#### [Exercise brief]
Output all of the data below exactly as given.

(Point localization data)
•••••

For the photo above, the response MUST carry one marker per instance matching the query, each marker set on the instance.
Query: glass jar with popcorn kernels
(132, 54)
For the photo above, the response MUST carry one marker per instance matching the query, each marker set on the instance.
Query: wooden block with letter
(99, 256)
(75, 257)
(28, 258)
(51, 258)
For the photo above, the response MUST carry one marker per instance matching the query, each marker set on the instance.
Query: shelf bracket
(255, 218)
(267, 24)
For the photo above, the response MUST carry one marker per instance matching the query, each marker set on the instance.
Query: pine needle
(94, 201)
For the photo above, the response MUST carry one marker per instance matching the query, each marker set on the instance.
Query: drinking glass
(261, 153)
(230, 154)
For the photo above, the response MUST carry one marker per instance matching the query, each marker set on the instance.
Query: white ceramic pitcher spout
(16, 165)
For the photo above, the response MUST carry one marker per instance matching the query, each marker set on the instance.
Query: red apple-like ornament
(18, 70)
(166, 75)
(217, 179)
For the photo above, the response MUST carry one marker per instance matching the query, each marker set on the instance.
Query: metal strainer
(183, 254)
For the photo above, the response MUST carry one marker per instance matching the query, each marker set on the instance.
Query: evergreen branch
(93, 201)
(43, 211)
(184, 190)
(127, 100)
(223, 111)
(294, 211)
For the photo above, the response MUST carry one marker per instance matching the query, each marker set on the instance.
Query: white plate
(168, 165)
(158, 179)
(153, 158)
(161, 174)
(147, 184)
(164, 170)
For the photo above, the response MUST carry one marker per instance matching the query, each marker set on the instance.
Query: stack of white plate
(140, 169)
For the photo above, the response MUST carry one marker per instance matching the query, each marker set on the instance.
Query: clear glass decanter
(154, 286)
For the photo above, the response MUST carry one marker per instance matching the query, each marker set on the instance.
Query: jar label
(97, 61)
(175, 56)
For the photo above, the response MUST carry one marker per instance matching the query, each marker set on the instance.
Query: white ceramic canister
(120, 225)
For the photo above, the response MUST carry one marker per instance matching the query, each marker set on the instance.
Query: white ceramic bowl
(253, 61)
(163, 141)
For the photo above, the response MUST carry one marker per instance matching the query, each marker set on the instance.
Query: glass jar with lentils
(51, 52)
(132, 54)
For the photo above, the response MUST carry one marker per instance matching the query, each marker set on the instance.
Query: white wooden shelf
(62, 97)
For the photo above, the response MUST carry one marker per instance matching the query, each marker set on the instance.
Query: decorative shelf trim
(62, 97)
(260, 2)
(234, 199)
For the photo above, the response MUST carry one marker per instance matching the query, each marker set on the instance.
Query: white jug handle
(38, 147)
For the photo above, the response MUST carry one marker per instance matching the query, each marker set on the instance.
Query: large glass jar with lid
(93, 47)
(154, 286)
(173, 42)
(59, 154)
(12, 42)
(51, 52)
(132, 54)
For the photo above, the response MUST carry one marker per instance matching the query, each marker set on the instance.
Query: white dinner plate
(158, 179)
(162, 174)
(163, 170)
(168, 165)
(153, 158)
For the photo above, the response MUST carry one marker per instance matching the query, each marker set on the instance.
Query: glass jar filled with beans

•••••

#### [Output for this task]
For the photo above, the response MUST carry one marker per instance matching the query, each marker set on the instance.
Query: glass jar with popcorn kernels
(132, 54)
For the photo above, the response MUST carry one marker per instance matching the query, each marker set on the instance.
Query: wooden block with letter
(99, 256)
(75, 257)
(28, 258)
(51, 258)
For the photo above, the response MUST carry one marker per instance matching the query, each marker set on the instance.
Query: shelf bracket
(255, 218)
(267, 24)
For the photo above, the response MUST carry one marker per instance matching the query, each marker set on the instance.
Query: pine needle
(94, 201)
For the photo above, the response MUST carry one marker per instance matching the query, each marker set on the instance.
Query: drinking glass
(261, 153)
(230, 154)
For the photo above, the response MUST carry one marker per instance matching the query, each marker set on the instance.
Query: white ceramic pitcher spout
(16, 165)
For the photo above, the response MUST carry one marker per instance matching the query, each marker set on the instance.
Query: red apple-like ornament
(18, 70)
(166, 75)
(217, 179)
For the photo above, the response MUST carry one marker per instance matching the query, each marker set on the instance.
Query: metal strainer
(183, 254)
For the photo above, the response MUST carry one marker per instance matching the query, each marker set on the instance.
Query: evergreen branch
(93, 201)
(43, 211)
(184, 190)
(127, 100)
(223, 111)
(294, 211)
For the photo above, the response MUST carry one marker per instance matching the query, each marker set on the instance.
Query: white plate
(168, 165)
(158, 179)
(153, 158)
(161, 174)
(147, 184)
(164, 170)
For the photo above, the response MUST carry one marker per instance matching the query, each marker set on the instance.
Query: stack of white plate
(140, 169)
For the photo above, the response MUST carry one marker per instance matching the query, each marker set on the instance.
Query: clear glass decanter
(154, 286)
For the photo above, the response MUST carry one marker per instance matching the query, each marker set on the instance.
Query: jar label
(97, 61)
(175, 56)
For the photo above, the response MUST carry one marker per instance matching the query, each marker set on the instance.
Query: white ceramic canister
(120, 225)
For the photo above, the response MUST carry one marker per instance matching the query, each marker set on the instance.
Query: white ceramic bowl
(253, 61)
(163, 141)
For the photo above, the response MUST carry one marker per instance matching the query, each marker set on the instance.
Query: glass jar with lentils
(51, 52)
(132, 54)
For the photo above, the response MUST carry one marker per instance matching the query, each marker set on the instance.
Query: white wooden shelf
(62, 97)
For the photo above, the response MUST carry one marker per instance matching the query, each marker set on the instance.
Query: decorative shelf trim
(62, 97)
(260, 2)
(234, 199)
For the photo above, the response MUST carry one marker per instance matching the query, each marker set on the instance.
Query: white jug handle
(38, 147)
For the photo above, the response MUST carry one marker per instance matching the query, each marker set on the instance.
Query: large glass jar with lid
(93, 47)
(154, 286)
(173, 42)
(59, 154)
(12, 42)
(51, 52)
(132, 54)
For the photo above, the response MUST carry one marker per instance matching the query, each marker set on the instance.
Query: white dinner plate
(158, 179)
(162, 174)
(163, 170)
(168, 165)
(153, 158)
For the photo above, the response MUST carry one marker per instance matching the query, each marker set on the instance.
Query: glass jar filled with beans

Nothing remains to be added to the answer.